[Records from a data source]
· · · ·

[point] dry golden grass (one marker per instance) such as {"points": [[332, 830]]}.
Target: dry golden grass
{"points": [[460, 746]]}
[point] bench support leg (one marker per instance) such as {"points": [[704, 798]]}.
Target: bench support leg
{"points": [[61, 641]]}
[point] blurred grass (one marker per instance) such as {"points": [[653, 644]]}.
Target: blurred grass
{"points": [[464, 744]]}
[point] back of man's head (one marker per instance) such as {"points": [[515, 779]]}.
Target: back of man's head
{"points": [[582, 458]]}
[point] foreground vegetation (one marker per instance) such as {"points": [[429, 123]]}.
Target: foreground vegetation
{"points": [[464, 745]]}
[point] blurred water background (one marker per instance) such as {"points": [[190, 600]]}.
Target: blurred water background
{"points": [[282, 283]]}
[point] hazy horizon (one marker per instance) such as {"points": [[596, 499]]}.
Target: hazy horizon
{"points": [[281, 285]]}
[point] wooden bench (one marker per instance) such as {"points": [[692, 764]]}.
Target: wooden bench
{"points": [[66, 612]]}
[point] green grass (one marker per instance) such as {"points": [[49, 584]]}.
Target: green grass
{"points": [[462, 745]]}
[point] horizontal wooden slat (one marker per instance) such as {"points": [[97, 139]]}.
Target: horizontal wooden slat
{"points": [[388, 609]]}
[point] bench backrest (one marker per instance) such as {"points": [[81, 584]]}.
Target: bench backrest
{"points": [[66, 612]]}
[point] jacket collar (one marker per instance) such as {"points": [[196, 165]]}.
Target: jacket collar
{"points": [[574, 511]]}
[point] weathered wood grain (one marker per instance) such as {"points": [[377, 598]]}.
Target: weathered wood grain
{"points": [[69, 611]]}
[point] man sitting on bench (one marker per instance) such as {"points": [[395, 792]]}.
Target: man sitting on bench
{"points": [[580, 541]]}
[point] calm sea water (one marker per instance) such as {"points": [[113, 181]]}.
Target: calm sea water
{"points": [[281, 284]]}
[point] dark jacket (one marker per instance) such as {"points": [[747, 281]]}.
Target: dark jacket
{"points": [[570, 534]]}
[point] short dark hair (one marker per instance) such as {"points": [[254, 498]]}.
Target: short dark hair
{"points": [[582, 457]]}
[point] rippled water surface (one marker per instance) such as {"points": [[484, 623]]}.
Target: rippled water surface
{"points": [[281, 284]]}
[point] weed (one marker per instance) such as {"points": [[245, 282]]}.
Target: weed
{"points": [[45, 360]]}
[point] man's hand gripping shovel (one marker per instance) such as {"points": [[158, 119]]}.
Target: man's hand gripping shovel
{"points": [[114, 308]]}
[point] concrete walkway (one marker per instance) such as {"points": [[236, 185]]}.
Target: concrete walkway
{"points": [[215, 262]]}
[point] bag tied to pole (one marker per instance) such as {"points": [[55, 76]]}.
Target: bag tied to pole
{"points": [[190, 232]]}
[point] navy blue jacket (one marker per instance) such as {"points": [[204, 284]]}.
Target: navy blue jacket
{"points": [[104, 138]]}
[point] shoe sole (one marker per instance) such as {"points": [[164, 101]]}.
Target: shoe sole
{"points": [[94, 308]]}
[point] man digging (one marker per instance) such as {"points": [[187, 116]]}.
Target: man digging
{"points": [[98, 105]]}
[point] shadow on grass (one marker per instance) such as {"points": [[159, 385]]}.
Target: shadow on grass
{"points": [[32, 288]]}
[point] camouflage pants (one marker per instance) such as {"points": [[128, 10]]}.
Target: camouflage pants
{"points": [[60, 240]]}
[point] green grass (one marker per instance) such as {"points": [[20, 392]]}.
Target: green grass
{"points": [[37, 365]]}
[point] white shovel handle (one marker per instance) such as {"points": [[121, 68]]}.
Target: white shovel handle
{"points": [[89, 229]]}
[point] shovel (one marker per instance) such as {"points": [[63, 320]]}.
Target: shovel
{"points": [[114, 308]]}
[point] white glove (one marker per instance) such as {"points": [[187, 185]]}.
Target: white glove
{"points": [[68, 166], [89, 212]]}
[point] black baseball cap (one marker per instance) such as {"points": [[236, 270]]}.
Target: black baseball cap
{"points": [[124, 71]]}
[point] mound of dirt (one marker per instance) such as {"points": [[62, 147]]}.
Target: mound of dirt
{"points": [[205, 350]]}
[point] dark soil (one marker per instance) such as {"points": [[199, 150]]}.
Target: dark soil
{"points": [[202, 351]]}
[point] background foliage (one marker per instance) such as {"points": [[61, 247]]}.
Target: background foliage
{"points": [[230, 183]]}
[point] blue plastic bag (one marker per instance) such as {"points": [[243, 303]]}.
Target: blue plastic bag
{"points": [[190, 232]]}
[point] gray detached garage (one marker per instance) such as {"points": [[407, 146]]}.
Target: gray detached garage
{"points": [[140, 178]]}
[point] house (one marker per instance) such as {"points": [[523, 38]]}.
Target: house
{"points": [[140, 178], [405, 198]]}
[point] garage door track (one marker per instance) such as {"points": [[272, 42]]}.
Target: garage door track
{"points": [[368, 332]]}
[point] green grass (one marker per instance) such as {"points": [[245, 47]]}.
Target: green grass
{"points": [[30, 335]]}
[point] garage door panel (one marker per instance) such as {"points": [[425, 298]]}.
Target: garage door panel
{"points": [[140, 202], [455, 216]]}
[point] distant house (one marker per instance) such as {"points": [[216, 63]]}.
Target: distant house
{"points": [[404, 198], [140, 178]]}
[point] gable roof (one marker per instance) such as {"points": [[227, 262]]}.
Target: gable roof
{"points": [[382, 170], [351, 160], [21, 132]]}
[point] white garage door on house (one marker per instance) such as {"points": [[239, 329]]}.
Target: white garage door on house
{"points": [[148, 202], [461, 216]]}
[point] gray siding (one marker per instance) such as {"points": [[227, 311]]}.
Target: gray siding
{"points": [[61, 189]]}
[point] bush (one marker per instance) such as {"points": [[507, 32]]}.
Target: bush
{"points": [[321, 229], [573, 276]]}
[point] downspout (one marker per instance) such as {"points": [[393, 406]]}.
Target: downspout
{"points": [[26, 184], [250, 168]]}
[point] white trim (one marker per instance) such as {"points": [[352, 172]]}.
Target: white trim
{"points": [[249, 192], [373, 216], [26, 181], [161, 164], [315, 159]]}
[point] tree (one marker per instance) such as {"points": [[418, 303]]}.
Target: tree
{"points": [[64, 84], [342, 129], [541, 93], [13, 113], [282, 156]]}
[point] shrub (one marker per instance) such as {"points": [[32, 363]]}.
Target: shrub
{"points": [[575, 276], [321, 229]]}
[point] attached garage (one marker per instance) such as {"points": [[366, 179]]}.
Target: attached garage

· · · ·

*WHAT NEEDS TO BE DONE*. Look through the entries above; copy each line where the string "attached" appears.

*EXPECTED ANSWER*.
[point] attached garage (one marker per instance) such as {"points": [[366, 179]]}.
Target: attached garage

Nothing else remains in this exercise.